▶ _EXERCISE DETAILS_
Scan the records for "mouth". Report each line that includes it.

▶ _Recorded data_
[Start of section]
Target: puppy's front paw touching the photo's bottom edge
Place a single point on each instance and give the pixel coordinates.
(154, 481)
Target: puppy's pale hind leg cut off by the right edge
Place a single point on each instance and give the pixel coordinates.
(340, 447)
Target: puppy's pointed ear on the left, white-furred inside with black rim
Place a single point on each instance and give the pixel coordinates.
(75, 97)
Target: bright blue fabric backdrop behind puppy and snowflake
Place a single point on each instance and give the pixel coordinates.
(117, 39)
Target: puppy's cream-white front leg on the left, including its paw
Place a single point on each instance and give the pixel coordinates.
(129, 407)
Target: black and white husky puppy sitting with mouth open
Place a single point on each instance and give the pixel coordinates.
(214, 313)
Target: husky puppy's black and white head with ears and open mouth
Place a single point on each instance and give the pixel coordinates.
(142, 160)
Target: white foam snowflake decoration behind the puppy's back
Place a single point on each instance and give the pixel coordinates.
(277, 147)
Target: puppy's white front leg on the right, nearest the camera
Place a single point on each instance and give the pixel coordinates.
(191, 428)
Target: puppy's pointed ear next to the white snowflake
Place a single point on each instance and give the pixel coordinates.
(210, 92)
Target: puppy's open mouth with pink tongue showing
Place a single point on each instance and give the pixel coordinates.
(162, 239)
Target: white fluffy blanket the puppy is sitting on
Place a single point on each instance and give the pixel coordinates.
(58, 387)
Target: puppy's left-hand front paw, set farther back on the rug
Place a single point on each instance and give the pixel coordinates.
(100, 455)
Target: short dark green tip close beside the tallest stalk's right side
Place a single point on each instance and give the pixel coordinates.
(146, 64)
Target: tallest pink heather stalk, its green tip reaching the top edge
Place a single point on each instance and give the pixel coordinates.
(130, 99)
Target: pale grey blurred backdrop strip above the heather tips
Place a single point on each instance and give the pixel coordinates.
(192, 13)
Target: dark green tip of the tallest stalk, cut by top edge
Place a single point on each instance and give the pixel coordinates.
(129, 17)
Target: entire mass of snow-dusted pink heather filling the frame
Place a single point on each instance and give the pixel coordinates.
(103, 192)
[End of section]
▶ _RESPONSE TO THIS EXERCISE_
Target: black and white husky puppy sitting with mouth open
Target: husky puppy's black and white head with ears and open mouth
Target: puppy's open mouth with pink tongue showing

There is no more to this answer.